» PROBLEM DESCRIPTION
Extract every line from all of the entries below and reproduce each one word for word, in its original order.

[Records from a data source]
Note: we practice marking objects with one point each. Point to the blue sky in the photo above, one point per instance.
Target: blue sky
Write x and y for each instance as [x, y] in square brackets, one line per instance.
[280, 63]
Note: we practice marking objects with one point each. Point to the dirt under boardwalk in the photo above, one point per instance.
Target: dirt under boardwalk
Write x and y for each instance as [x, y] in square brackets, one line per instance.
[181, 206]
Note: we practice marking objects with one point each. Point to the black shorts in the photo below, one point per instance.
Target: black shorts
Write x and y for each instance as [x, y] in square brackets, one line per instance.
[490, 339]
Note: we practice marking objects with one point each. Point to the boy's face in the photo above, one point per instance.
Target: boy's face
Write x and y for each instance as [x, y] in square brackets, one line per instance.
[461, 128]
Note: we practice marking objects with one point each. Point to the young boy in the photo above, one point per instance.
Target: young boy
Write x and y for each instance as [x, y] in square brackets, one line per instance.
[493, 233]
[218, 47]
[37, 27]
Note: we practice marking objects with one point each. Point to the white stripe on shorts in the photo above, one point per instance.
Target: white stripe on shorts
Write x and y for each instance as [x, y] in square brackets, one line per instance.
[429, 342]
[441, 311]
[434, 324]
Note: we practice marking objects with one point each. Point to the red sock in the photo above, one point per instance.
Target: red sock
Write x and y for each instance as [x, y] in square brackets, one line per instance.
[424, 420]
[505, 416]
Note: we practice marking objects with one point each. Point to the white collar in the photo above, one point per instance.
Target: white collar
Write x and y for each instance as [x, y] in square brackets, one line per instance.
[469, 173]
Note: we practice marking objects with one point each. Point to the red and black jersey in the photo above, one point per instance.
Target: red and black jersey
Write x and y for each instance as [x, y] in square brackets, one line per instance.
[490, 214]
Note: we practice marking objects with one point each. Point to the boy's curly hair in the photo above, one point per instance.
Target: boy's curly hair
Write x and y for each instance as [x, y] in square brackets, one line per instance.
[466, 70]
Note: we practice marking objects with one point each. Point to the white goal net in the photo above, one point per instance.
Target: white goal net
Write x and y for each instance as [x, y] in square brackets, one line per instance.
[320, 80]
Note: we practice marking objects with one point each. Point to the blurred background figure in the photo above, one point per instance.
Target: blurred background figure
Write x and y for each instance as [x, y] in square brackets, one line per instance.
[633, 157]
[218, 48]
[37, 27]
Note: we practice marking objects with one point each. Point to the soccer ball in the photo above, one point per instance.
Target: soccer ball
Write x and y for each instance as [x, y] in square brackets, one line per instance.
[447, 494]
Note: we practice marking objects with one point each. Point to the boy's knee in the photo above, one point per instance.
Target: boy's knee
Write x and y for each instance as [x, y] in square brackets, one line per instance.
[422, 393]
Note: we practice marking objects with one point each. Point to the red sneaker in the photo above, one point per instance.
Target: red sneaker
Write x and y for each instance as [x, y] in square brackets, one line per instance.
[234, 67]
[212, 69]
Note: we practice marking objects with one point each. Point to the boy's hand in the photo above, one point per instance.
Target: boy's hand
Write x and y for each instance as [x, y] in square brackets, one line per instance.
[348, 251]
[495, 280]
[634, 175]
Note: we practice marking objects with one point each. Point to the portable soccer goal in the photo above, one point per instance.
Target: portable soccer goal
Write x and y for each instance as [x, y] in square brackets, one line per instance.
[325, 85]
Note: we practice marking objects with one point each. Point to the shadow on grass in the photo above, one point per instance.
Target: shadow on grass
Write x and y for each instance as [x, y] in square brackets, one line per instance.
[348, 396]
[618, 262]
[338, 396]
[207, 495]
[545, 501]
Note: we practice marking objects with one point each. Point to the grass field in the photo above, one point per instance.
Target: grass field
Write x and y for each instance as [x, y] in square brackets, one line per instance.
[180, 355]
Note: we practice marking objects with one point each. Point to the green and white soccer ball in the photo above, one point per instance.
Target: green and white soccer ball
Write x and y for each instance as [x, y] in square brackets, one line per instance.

» FINAL RESULT
Note: we practice marking objects with one point each. Point to the blue sky in the photo above, one point per instance.
Target: blue sky
Write x and y for each instance as [x, y] in square brackets, one line per instance.
[280, 63]
Note: we practice marking objects with one point each. Point to the dirt under boardwalk in the photo above, one point per instance.
Target: dirt under boardwalk
Write x and y for each instance as [x, y] in square brackets, one line per instance.
[181, 206]
Note: we practice marking objects with one point each. Point to the black shorts in the photo below, one point per instance.
Target: black shorts
Write x and y for each instance as [x, y] in square brackets, one line per instance.
[490, 339]
Note: we practice marking objects with one point each. Point to the boy's face in the photo above, one point per instance.
Target: boy's face
Write x and y for each instance as [x, y] in square brackets, one line per instance.
[461, 128]
Note: we practice marking objects with one point each. Point to the young boy in the photo above, one point per instance.
Target: young boy
Write x and y for each instance as [x, y] in square brackets, one line per instance.
[493, 233]
[218, 47]
[37, 27]
Note: we practice marking objects with one point each. Point to the white stripe on shorts in the photo above, one point per instance.
Target: white stripe on shorts
Write x and y for each instance as [x, y] in square brackets, one line per instance.
[429, 342]
[441, 311]
[434, 324]
Note: we practice marking objects with one point each. Point to the red sock in the photo above, one point per instance.
Target: red sock
Write x and y for each instance as [x, y] in square brackets, one line per instance.
[424, 420]
[505, 416]
Note: we practice marking objects with one point each. Point to the white collar in the photo above, one point per instance.
Target: white collar
Write x and y for each instance as [x, y] in square brackets, one line per instance.
[469, 173]
Note: we practice marking objects with one point each. Point to the red and black jersey in the photo above, one point per instance.
Target: red and black jersey
Write x and y for each instance as [x, y] in square brackets, one line per instance.
[490, 214]
Note: we practice marking objects with one point each. Point to the boy's curly hair in the photo above, one point per instance.
Target: boy's curly hair
Write x and y for each instance as [x, y] in square brackets, one line per instance.
[466, 70]
Note: we practice marking objects with one point each. Point to the white goal net in the photo above, one point per instance.
Target: white goal net
Write x and y for each instance as [x, y] in square brackets, one line per instance.
[320, 80]
Note: we practice marking objects with one point each. Point to the blurred background figure in the photo above, one point per instance.
Target: blurred background figure
Write x and y for each instance as [x, y] in square brackets, one line per instance.
[633, 157]
[218, 48]
[37, 27]
Note: we practice marking objects with one point each. Point to the soccer ball in the photo above, one point per instance.
Target: soccer ball
Write x and y for each instance as [x, y] in square brackets, one line per instance.
[447, 494]
Note: we practice marking objects with one point each. Point to the boy's knee in the photo above, one point per instance.
Target: boy's knee
Write x and y for each instance as [x, y] in square brackets, one line per instance.
[422, 393]
Note: we practice marking objects with one point each. Point to the red sneaker in the photo above, one point per instance.
Target: red sneaker
Write x and y for each instance as [x, y] in square brackets, one line per instance.
[234, 67]
[212, 69]
Note: we practice marking objects with one point each. Point to the boy's hand in the photo above, one point per instance.
Target: boy's hand
Write x and y for each instance as [x, y] in square brackets, one line per instance.
[348, 251]
[495, 280]
[634, 175]
Note: we practice marking objects with one point each. Point to the portable soccer goal in the photo above, one point per instance.
Target: portable soccer goal
Write x and y for each instance as [x, y] in square brackets, one line per instance.
[325, 85]
Note: we practice marking objects with one point each. Point to the shadow on grass in the photo above, one point per instance.
Target: shadow on grass
Write x and y for each instance as [x, y] in square brackets, one line per instance.
[348, 396]
[618, 262]
[338, 396]
[207, 495]
[545, 501]
Note: we practice marking objects with one point each. Point to the grass field in the photo above, one point per instance.
Target: grass field
Write x and y for each instance as [x, y] in square brackets, one line per instance.
[180, 355]
Note: we practice marking objects with one point each. Point to the green and white soccer ball in the photo above, one point per instance.
Target: green and white soccer ball
Write x and y for each instance as [x, y] in square brackets, one line per instance.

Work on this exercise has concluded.